> [Required work]:
Without any images, write the data out exactly as it appears.

> [Data records]:

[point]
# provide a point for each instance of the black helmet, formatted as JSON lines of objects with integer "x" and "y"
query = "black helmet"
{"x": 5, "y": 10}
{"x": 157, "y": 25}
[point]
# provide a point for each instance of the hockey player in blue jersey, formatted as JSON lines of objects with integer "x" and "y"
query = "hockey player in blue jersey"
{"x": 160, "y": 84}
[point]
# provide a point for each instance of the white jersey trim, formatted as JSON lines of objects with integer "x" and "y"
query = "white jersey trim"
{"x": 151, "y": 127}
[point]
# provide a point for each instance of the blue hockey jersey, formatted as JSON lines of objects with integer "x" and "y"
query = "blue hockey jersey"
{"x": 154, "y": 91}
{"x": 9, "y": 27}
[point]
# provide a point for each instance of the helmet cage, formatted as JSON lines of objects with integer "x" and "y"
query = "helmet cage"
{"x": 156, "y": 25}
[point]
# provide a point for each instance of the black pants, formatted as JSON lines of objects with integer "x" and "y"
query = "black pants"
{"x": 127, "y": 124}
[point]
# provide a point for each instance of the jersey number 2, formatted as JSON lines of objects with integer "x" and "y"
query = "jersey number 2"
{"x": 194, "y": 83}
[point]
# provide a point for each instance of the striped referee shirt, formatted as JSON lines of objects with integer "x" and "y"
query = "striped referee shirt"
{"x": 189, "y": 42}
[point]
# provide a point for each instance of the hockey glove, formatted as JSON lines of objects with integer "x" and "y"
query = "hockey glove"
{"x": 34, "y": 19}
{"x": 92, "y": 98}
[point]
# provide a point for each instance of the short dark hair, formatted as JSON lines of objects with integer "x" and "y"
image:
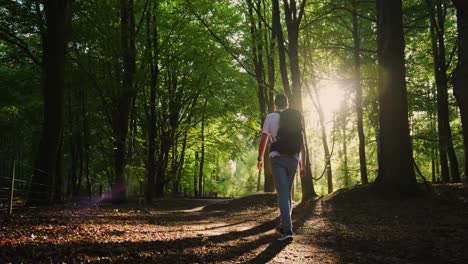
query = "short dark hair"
{"x": 281, "y": 100}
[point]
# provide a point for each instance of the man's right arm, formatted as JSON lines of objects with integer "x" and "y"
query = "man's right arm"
{"x": 261, "y": 150}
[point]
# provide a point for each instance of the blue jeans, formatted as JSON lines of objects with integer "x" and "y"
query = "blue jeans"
{"x": 283, "y": 169}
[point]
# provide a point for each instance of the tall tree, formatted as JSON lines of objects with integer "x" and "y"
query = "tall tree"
{"x": 153, "y": 51}
{"x": 54, "y": 43}
{"x": 396, "y": 174}
{"x": 460, "y": 78}
{"x": 293, "y": 17}
{"x": 358, "y": 90}
{"x": 124, "y": 99}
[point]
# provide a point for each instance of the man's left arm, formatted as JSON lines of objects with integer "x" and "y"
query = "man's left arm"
{"x": 261, "y": 150}
{"x": 303, "y": 158}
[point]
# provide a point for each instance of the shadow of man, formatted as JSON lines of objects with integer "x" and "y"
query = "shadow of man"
{"x": 301, "y": 213}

> [Answer to this task]:
[point]
# provide a point for each instance of the black helmet, formatted as JSON lines of objects with integer "x" and "y"
query = "black helmet"
{"x": 5, "y": 10}
{"x": 157, "y": 25}
[point]
# provide a point for each instance of the hockey player in blue jersey, formatted as JSON lines of objects with integer "x" and "y"
query = "hockey player in blue jersey"
{"x": 160, "y": 84}
[point]
# provide a point for each instance of the white jersey trim, formatted as JSON lines of objects with integer "x" and "y"
query = "white jersey trim"
{"x": 151, "y": 127}
[point]
# provide a point for each instance of the blue hockey jersey, formatted as JSON lines of objects with integer "x" and "y"
query = "blue hockey jersey"
{"x": 154, "y": 91}
{"x": 9, "y": 27}
[point]
# provide a point for each instance of the helmet cage, formatted as JSON lines of objects with integer "x" and "y"
query = "helmet cage"
{"x": 156, "y": 25}
[point]
# provide a point for each instance of the black pants, formatted as JSON lines of objects with integer "x" and "y"
query = "black pants"
{"x": 127, "y": 124}
[point]
# provide a point for each instance of the jersey number 2, formatted as JSON lines of objects with integer "x" and "y"
query = "jersey number 2"
{"x": 194, "y": 83}
[point]
# provide a point for each instance of the striped referee shirt, formatted as JSON lines of objects with integer "x" and "y"
query = "striped referee shirt"
{"x": 189, "y": 42}
[point]
# provide a point for each instance of the hockey glove, formatted as JSON lines of objects with integer "x" and "y"
query = "hockey glove"
{"x": 34, "y": 19}
{"x": 92, "y": 98}
[point]
# provide a point for each instance of the short dark hair, formatted as JSON lines of objects with integer "x" and "y"
image:
query = "short dark hair"
{"x": 281, "y": 100}
[point]
# provide a point for each instance of the man's right arm, formatted as JSON lines of objects with integer "x" and "y"
query = "man's right arm"
{"x": 261, "y": 150}
[point]
# provide a point for each instance of the blue jeans, formatted as JSON lines of objects with integer "x" and "y"
query = "blue jeans"
{"x": 283, "y": 169}
[point]
# provide a point for each instance of the tall tree, formatted as JSON lines of objects with integer "x" and "y"
query = "tall tree"
{"x": 153, "y": 51}
{"x": 54, "y": 43}
{"x": 396, "y": 174}
{"x": 460, "y": 78}
{"x": 293, "y": 17}
{"x": 358, "y": 90}
{"x": 124, "y": 99}
[point]
# provide a point for each instance of the man's left arm, formatted as JSON lines of objects with integer "x" and "y"
query = "man's left arm"
{"x": 261, "y": 150}
{"x": 303, "y": 158}
[point]
# provide a point for each instance of the shadow of man, formatted as JSON lines of objects with integer "x" and "y"
query = "shadow of man"
{"x": 301, "y": 213}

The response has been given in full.